**WORK TO BE COMPLETED**
Using the forum thread, explain in one to three sentences why Hespithe considers Vampire Counts a better choice than Hordes of Chaos.

**EXTRACT**

* Start *

# starting a warhammer fantasy army



## Silb

I've been playing 40k for a while and I'm thinking about starting to play fantasy. What army should I start with? I was thinking either hordes of chaos or the army that uses zombies (I forget what it's called). Also, what heros and core choices should I get for those armies? Lastly, should I get the Battle For Skull Pass boxed set or should I just get the rulebook?


----------



## Green Knight

Get the new vampire counts they look so cool. To get started the spear head set and the rule book. The spear head set will enable you to play 1000 point games. Make shore you know the rules up side down and back to front. as well this watch a battle before you start.


----------



## swntzu

I suggest the complete opposite.

Spending over a ton on a bunch of models that you may not even like is an extremely bad idea.

Go into your local GW, have a chat with a staff member who knows you (i.e. one that won't bombard you with sales pitch) and get an intro game.

After this look at all the races on the website and in store, have a look at some models and speak to some players of the races that you like the look of.

By this time, you should have a good idea of what race you want to play. Only now should you buy stuff. I would recommend a regiment box. This way you can get out quickly if you do not like the race.


----------



## Archangel

Do what swntzu said. Right now I have boxes of Wood Elves, Bretonnians and Skeleton Warriors for no reason.


----------



## Hespithe

Yup... Vampire Counts woud be a better choice than Hordes of Chaos (or any Chaos army out right now) as Chaos is next to be revamped and any purchases you make now you may regret later. VC, being the new book on the block, are the safest bet in the game, and have some great modeling and gaming potential.

But, as Swn said, getting a better idea of what you're getting into is ideal. And, don't be sucked in by all the hype. Oftentimes, the big shiney boxed sets are not worth your time. Talk to the local store staff ( if you feel they can be trusted ), and also the local veterans... Ask questions about the armies you have visual interest in, ignoring the rest. Of those, start thinking about how you would like to play your army while watching other games in progress. You'll notice how different gaming styles work out in actualy play, and which armies can successfully pull off which styles. Then, having narrowed down your army choices, you have just that, a choice.

I recommend starting in 500pt blocks, just like the WHFB Rule Book says... and for the same reasons...

BFSP is a great deal, with rules, templates and dice (some not found in 40K) as well as two reasonable armies and lots of spare bitz. If you find that you'll not play either army, ask if there is someone willing to trade for the models, or even go in halvsies with you on the price of the box. Or, even better yet, use all the bitz to make a Chaos Dwarf army! (check the Warhammer Army Tourney for more info on them, lol.)

* End *

**GIVEN ENTRIES**
* Start *

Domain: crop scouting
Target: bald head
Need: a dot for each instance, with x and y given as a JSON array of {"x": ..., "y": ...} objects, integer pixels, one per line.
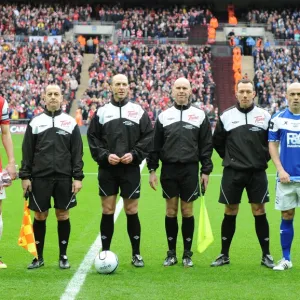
[
  {"x": 294, "y": 85},
  {"x": 182, "y": 81},
  {"x": 181, "y": 91},
  {"x": 120, "y": 87},
  {"x": 53, "y": 97}
]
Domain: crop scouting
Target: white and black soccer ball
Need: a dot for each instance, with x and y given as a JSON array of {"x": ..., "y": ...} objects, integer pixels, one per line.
[{"x": 106, "y": 262}]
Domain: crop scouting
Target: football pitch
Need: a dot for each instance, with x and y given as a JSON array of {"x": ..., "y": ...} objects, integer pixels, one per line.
[{"x": 244, "y": 278}]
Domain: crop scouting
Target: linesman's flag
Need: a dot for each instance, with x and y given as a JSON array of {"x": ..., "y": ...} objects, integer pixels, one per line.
[
  {"x": 26, "y": 238},
  {"x": 205, "y": 235}
]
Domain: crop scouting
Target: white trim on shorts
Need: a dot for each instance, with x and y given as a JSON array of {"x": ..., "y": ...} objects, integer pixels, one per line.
[
  {"x": 287, "y": 196},
  {"x": 134, "y": 191},
  {"x": 194, "y": 192}
]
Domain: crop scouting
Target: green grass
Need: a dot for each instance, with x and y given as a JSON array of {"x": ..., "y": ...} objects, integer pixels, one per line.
[{"x": 244, "y": 278}]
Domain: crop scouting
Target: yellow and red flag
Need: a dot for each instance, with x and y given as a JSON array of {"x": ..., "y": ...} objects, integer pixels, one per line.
[{"x": 26, "y": 238}]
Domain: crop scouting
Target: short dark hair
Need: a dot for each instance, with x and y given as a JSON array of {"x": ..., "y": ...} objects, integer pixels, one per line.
[{"x": 245, "y": 81}]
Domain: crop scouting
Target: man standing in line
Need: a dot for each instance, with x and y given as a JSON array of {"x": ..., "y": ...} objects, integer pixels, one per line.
[
  {"x": 51, "y": 156},
  {"x": 285, "y": 132},
  {"x": 10, "y": 168},
  {"x": 182, "y": 138},
  {"x": 241, "y": 140},
  {"x": 119, "y": 137}
]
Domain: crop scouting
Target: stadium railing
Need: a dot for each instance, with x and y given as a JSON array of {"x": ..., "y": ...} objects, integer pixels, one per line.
[{"x": 155, "y": 41}]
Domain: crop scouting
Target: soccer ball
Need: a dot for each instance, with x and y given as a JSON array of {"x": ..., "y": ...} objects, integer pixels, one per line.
[{"x": 106, "y": 262}]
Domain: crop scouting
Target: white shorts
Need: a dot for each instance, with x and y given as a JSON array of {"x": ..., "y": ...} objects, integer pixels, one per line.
[
  {"x": 287, "y": 196},
  {"x": 2, "y": 193}
]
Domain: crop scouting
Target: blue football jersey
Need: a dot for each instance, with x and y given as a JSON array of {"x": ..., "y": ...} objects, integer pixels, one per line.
[{"x": 285, "y": 129}]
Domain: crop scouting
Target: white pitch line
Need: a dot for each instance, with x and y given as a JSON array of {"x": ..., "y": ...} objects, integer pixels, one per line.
[{"x": 75, "y": 284}]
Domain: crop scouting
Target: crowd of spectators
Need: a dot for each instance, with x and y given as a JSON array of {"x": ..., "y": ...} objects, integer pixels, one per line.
[
  {"x": 284, "y": 23},
  {"x": 151, "y": 72},
  {"x": 25, "y": 70},
  {"x": 275, "y": 68},
  {"x": 42, "y": 19}
]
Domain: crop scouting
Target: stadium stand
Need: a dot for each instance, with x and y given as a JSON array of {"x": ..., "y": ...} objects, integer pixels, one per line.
[
  {"x": 26, "y": 69},
  {"x": 151, "y": 72}
]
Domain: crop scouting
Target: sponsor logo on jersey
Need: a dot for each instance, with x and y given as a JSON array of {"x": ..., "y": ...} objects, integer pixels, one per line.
[
  {"x": 61, "y": 132},
  {"x": 188, "y": 126},
  {"x": 193, "y": 118},
  {"x": 128, "y": 123},
  {"x": 255, "y": 129},
  {"x": 295, "y": 125},
  {"x": 65, "y": 123},
  {"x": 132, "y": 114},
  {"x": 259, "y": 119},
  {"x": 293, "y": 140}
]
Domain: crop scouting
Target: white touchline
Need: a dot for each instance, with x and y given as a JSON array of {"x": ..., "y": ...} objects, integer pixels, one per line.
[
  {"x": 75, "y": 284},
  {"x": 212, "y": 175}
]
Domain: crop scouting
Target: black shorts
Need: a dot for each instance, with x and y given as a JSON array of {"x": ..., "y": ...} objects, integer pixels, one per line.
[
  {"x": 45, "y": 188},
  {"x": 234, "y": 182},
  {"x": 125, "y": 177},
  {"x": 180, "y": 180}
]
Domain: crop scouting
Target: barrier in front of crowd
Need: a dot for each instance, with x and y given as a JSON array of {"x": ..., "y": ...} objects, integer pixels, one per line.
[{"x": 154, "y": 41}]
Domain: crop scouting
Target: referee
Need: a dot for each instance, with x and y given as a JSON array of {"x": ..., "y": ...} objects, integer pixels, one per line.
[
  {"x": 119, "y": 137},
  {"x": 182, "y": 138},
  {"x": 241, "y": 140}
]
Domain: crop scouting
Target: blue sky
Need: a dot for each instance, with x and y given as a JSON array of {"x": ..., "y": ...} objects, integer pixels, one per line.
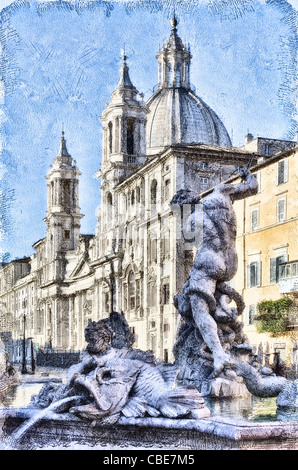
[{"x": 59, "y": 66}]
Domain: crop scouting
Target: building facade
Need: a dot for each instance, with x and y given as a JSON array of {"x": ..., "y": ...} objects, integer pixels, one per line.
[
  {"x": 140, "y": 255},
  {"x": 268, "y": 248}
]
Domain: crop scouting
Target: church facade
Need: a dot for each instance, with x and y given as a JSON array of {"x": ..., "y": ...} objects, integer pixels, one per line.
[{"x": 140, "y": 255}]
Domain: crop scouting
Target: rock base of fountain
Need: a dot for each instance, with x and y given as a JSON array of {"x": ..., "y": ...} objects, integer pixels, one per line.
[{"x": 65, "y": 430}]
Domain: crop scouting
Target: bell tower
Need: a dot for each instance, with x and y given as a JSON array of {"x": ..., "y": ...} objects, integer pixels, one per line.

* End *

**RESPONSE TO THIS TASK**
Chaos is next to be revamped, so anything bought for it now may be regretted later. Vampire Counts have the newest book, which makes them the safest bet in the game, and they offer great modeling and gaming potential.